BEGIN Records supplied

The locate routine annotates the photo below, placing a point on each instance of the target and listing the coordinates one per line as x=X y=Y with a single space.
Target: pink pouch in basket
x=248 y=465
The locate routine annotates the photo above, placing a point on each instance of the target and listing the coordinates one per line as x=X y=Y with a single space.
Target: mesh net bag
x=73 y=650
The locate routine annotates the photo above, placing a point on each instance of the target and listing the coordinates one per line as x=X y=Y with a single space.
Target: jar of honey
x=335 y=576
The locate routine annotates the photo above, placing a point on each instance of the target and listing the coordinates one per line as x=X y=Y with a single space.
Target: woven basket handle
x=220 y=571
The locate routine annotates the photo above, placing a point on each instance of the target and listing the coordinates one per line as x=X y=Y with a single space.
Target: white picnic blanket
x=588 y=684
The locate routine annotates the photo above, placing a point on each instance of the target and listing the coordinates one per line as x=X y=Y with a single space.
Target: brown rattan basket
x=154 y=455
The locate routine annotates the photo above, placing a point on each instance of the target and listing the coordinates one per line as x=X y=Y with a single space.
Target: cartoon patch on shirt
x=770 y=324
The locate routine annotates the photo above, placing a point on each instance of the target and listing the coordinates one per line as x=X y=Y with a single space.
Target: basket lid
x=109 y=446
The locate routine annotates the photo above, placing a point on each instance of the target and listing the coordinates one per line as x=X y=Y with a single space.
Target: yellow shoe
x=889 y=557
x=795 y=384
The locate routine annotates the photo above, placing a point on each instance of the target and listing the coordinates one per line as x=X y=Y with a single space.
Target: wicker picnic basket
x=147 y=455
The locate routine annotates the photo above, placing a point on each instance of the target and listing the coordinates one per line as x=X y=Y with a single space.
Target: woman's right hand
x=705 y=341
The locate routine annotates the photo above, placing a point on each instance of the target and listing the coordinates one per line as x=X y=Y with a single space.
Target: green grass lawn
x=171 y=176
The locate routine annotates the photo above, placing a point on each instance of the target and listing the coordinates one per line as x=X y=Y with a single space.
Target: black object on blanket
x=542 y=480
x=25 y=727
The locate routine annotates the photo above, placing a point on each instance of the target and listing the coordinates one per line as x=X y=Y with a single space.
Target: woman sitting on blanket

END Records supplied

- [Work item]
Each entry in the data should be restated exactly as it was written.

- [Result of the task]
The locate routine annotates the photo below, placing a point on each instance of the target and listing the coordinates one per line as x=X y=Y with a single space.
Target: pink pouch in basket
x=248 y=465
The locate routine annotates the photo above, placing a point on each instance of the target and listing the coordinates one per line as x=X y=Y with a single space.
Target: mesh net bag
x=73 y=650
The locate routine annotates the photo above, placing a point on each instance of the target and listing the coordinates one per line as x=X y=Y with a single space.
Target: jar of honey
x=335 y=576
The locate routine annotates the photo above, placing a point on each instance of the target and listing the coordinates one per line as x=X y=Y with a single space.
Target: woven basket handle
x=220 y=571
The locate routine annotates the photo above, placing a point on each instance of the target and listing the coordinates one per line as x=X y=Y with a single space.
Target: white picnic blanket
x=588 y=684
The locate routine annotates the photo above, placing a point on each instance of the target and listing the coordinates one per line as x=X y=Y with a single space.
Target: brown rattan basket
x=154 y=455
The locate routine annotates the photo above, placing a point on each instance of the target and listing the coordinates one per line as x=X y=Y with a single space.
Target: cartoon patch on shirt
x=770 y=324
The locate routine annotates the photo above, placing a point on each instance of the target and listing the coordinates one per line as x=X y=Y with a single space.
Target: basket lid
x=109 y=446
The locate routine annotates the photo above, placing a point on each instance of the target and listing the coordinates one per line as x=X y=Y with a single space.
Target: yellow shoe
x=889 y=557
x=795 y=384
The locate routine annotates the photo above, placing a point on each instance of the target and listing the coordinates one per line as x=X y=Y with a single space.
Target: wicker picnic basket
x=147 y=455
The locate routine annotates the photo above, placing a point on each instance of the target and listing the coordinates one per line as x=X y=Y with a single space.
Target: woman's right hand
x=705 y=341
The locate routine annotates the photo above, placing a point on each instance of the target and listing the coordinates one per line as x=X y=Y with a single space.
Target: green grass lawn
x=171 y=176
The locate routine annotates the photo above, placing a point on each instance of the target and listing the coordinates one per line as x=X y=Y with a single space.
Target: black object on blanket
x=542 y=480
x=25 y=727
The locate routine annotates the photo above, placing a point on each instance of the target and listing the coordinates one per line as x=X y=Y with a single space.
Target: woman sitting on blanket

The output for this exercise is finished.